### [Questions to answer]
a) From the London to Paris bike ride account, extract the passage between "Around 80 people" and "of the riders.", inclusive.
b) In the London to Paris bike ride account, at what time did the riders reach Portsmouth on Day 1?
+++ Source document +++
Early September view of the Sussex Downs on my last training ride
The Loneliness of the Long Distance Biker
Topsy Trustee, Jeff Rodrigue's humourous, insightful, highly descriptive and self deprecatory account of his London to Paris Bike ride.
BEFORE
Fundraising is going well, training is going well and the sun is out more and more which means Sussex is drying out and I can get back from the gym into the saddle.
I have lost 6kgs, increased resistances on all training equipment by about 25% and increased cadence by about the same.
But things didn't start very well - I got hit by a car while stationary, well I was stationary before I got hit! - Luckily, at low speed but the bike was a write off. Then a six week asthma crisis over Christmas but, as soon as that was over, I worked hard and now feel really good.
I injured my left gluteal muscle in the accident and that remains a little painful. The muscle rests on the hardest part of my new so-called ergonomic (ie excruciating) saddle -a pain in the butt- so I'll have to do something about this...ideas?
DAY 1
Sunny departure from Waterloo early this morning. Lovely light and shadow of the trees along the Thames, then light dancing on the water at Kingston Bridge. Arrived in Portsmouth around 6pm. We're at a community centre in what seems to be some sort of estate. Probably £250k of bikes lined up in the rather pretty gardens...might be tempting!
Around 80 people on this trip, most of whom seem to be in groups. The Fast Boys are all in their twenties or early thirties, smile little and seem effortlessly fast. Plugged into the earth's energy by their relative youth, they glide up the steepest inclines rhythmically and with inaudible breath: statues with moving parts. One in particular simply grunts in a smirking, sullen sort of way when he turns up late and is mildly bollocked.. A late thirties Dutchman joins them occasionally and is as strong as they are and thus humanises them with his humour and ability to connect with the oldest of the riders.
+++ Record excerpts +++
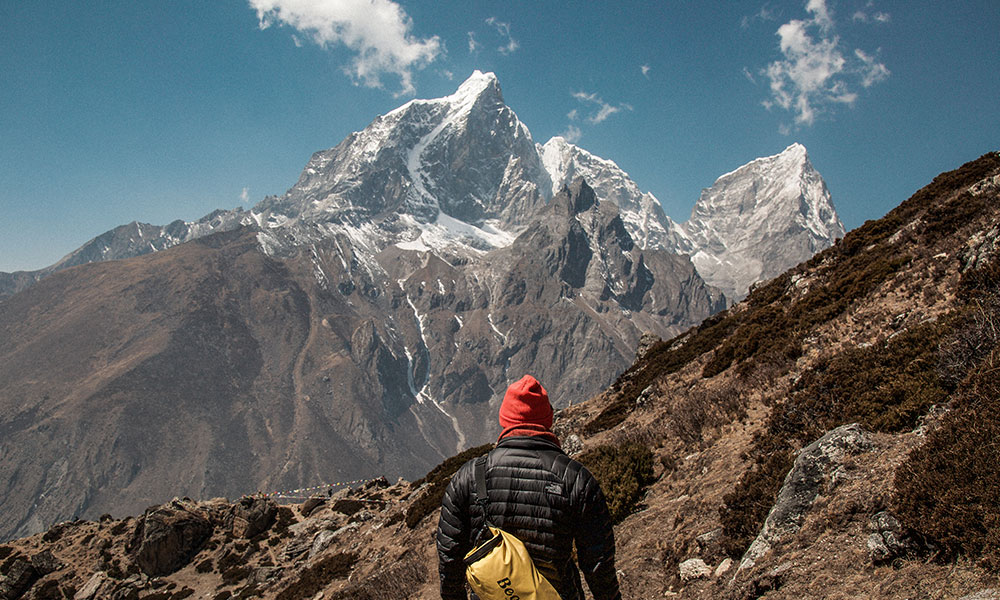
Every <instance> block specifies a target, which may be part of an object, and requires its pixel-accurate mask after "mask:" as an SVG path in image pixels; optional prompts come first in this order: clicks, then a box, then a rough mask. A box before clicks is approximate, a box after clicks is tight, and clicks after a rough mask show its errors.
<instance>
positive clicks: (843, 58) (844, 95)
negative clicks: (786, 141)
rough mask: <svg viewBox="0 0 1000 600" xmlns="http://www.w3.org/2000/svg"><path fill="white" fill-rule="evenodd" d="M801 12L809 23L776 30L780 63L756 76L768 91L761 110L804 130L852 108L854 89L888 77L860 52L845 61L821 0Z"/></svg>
mask: <svg viewBox="0 0 1000 600" xmlns="http://www.w3.org/2000/svg"><path fill="white" fill-rule="evenodd" d="M806 11H807V12H808V13H809V14H810V18H808V19H793V20H791V21H789V22H788V23H785V24H784V25H782V26H780V27H779V28H778V31H777V36H778V38H779V48H780V50H781V54H782V58H781V59H780V60H776V61H774V62H772V63H771V64H769V65H768V66H767V68H766V69H764V70H763V71H762V74H763V75H764V76H765V77H766V78H767V79H768V82H769V86H770V90H771V98H770V99H768V100H767V101H765V102H764V106H765V107H767V108H769V109H770V108H773V107H780V108H782V109H784V110H788V111H791V112H793V113H794V114H795V124H796V125H805V126H808V125H812V124H813V123H814V122H815V120H816V117H817V115H818V114H821V113H822V112H824V111H825V110H827V109H828V108H829V107H832V106H835V105H837V104H847V105H851V104H853V103H854V102H855V101H856V100H857V97H858V95H857V93H856V92H855V91H854V89H855V88H856V87H857V86H858V85H860V86H861V87H864V88H868V87H871V86H872V85H874V84H876V83H878V82H880V81H882V80H884V79H885V78H886V77H888V76H889V69H888V68H887V67H886V66H885V65H884V64H882V63H880V62H878V61H877V60H876V59H875V57H873V56H870V55H868V54H866V53H865V52H863V51H861V50H855V51H854V52H853V53H848V54H847V55H846V56H845V54H844V50H843V46H842V44H841V42H840V38H839V37H838V36H837V35H835V33H834V29H835V27H834V25H835V24H834V18H833V13H832V12H831V11H830V10H829V8H828V7H827V5H826V1H825V0H808V2H807V3H806ZM748 78H749V79H751V81H753V78H752V77H751V76H749V75H748Z"/></svg>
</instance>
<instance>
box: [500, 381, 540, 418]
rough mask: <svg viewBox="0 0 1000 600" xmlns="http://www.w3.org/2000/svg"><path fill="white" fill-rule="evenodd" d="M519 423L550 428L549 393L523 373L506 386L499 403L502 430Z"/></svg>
mask: <svg viewBox="0 0 1000 600" xmlns="http://www.w3.org/2000/svg"><path fill="white" fill-rule="evenodd" d="M520 425H540V426H541V427H544V428H545V429H551V428H552V405H551V404H549V394H548V392H546V391H545V388H543V387H542V384H540V383H538V380H537V379H535V378H534V377H532V376H531V375H525V376H524V377H522V378H521V379H520V380H519V381H516V382H514V383H512V384H511V385H510V387H509V388H507V393H506V394H504V397H503V404H501V405H500V427H502V428H503V429H504V430H507V429H510V428H511V427H517V426H520Z"/></svg>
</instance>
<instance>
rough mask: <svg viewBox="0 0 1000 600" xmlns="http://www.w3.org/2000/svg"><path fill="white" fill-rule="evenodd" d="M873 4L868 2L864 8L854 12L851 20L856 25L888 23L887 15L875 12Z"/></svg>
mask: <svg viewBox="0 0 1000 600" xmlns="http://www.w3.org/2000/svg"><path fill="white" fill-rule="evenodd" d="M874 4H875V3H874V2H871V1H870V2H868V4H866V5H865V7H864V8H861V9H858V10H856V11H854V16H853V17H852V19H853V20H854V21H856V22H858V23H888V22H889V21H890V20H891V17H890V16H889V13H887V12H882V11H879V10H875V7H874Z"/></svg>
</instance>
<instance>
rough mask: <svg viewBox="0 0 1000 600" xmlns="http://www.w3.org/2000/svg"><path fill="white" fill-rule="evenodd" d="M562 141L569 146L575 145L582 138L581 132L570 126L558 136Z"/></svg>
mask: <svg viewBox="0 0 1000 600" xmlns="http://www.w3.org/2000/svg"><path fill="white" fill-rule="evenodd" d="M559 135H560V136H561V137H562V138H563V139H564V140H566V141H567V142H569V143H571V144H575V143H577V142H579V141H580V138H581V137H583V132H582V131H580V128H579V127H577V126H576V125H570V126H568V127H567V128H566V131H564V132H562V133H560V134H559Z"/></svg>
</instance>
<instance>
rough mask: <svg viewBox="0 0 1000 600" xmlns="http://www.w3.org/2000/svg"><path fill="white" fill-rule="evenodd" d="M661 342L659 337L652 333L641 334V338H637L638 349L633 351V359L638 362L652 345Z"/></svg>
mask: <svg viewBox="0 0 1000 600" xmlns="http://www.w3.org/2000/svg"><path fill="white" fill-rule="evenodd" d="M661 341H663V340H662V339H660V336H658V335H655V334H652V333H644V334H642V337H640V338H639V347H638V348H636V350H635V359H636V360H639V359H640V358H642V357H643V356H646V353H647V352H649V349H650V347H652V345H653V344H655V343H657V342H661Z"/></svg>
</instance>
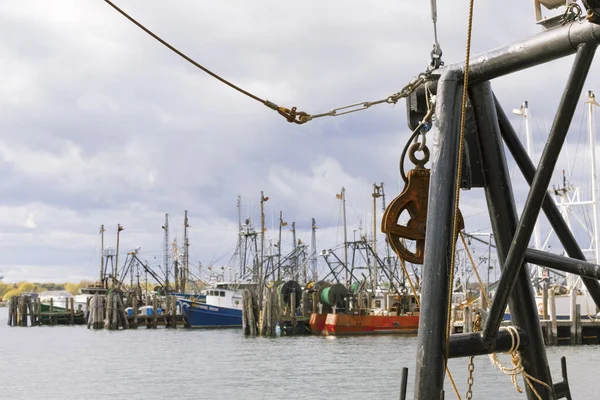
+++
### [Per-task outputs]
a)
Around 80 people on this trip, most of whom seem to be in groups. The Fast Boys are all in their twenties or early thirties, smile little and seem effortlessly fast. Plugged into the earth's energy by their relative youth, they glide up the steepest inclines rhythmically and with inaudible breath: statues with moving parts. One in particular simply grunts in a smirking, sullen sort of way when he turns up late and is mildly bollocked.. A late thirties Dutchman joins them occasionally and is as strong as they are and thus humanises them with his humour and ability to connect with the oldest of the riders.

b) Around 6pm.